• The task: Show each line below that contains the word "wheel", copying it in full. Case counts.

• Rows:
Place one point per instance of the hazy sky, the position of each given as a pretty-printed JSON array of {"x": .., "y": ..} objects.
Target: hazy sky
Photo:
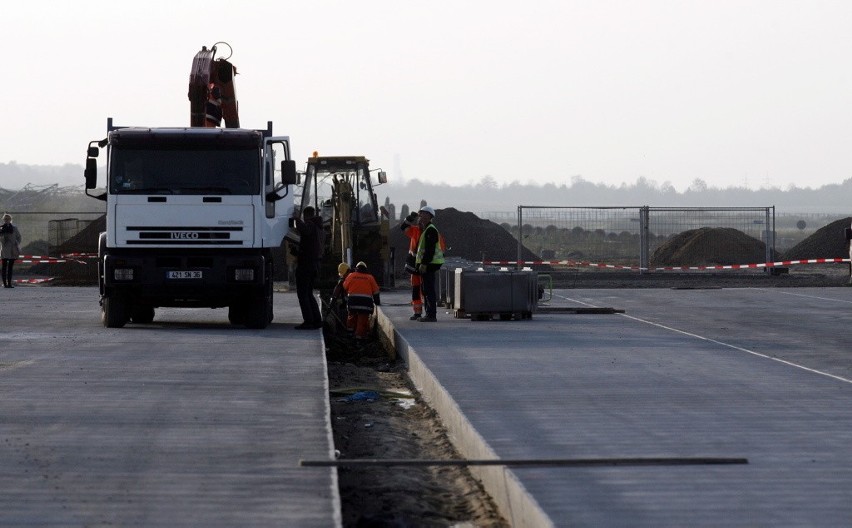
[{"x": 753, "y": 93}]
--
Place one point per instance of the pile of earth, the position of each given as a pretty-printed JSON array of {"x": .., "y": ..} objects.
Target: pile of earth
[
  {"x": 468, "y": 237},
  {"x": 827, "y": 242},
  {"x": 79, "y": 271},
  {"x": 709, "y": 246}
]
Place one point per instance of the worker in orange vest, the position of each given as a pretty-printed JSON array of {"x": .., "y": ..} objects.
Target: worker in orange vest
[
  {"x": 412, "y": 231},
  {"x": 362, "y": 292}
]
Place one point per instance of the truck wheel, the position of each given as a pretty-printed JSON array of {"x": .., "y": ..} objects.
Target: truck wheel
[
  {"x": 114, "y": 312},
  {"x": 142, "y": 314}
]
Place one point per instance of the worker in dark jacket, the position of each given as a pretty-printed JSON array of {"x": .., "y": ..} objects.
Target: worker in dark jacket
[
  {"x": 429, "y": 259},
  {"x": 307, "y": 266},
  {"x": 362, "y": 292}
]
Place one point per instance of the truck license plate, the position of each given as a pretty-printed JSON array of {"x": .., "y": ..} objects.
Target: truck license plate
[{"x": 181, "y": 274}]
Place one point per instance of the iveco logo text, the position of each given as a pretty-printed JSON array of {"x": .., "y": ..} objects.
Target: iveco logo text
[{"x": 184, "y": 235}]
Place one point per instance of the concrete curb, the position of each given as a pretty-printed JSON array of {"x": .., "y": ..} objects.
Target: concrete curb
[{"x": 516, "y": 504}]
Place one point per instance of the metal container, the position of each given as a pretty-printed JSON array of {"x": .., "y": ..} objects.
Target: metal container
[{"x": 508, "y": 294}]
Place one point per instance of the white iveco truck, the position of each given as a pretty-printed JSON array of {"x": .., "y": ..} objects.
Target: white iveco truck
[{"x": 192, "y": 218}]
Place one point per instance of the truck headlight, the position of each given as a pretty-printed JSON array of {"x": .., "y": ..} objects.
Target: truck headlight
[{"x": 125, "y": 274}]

• Full answer:
Place one point per instance of the truck wheel, the position of each given as a pretty-printed JSON array of {"x": .., "y": ..} objects.
Target: truck wheel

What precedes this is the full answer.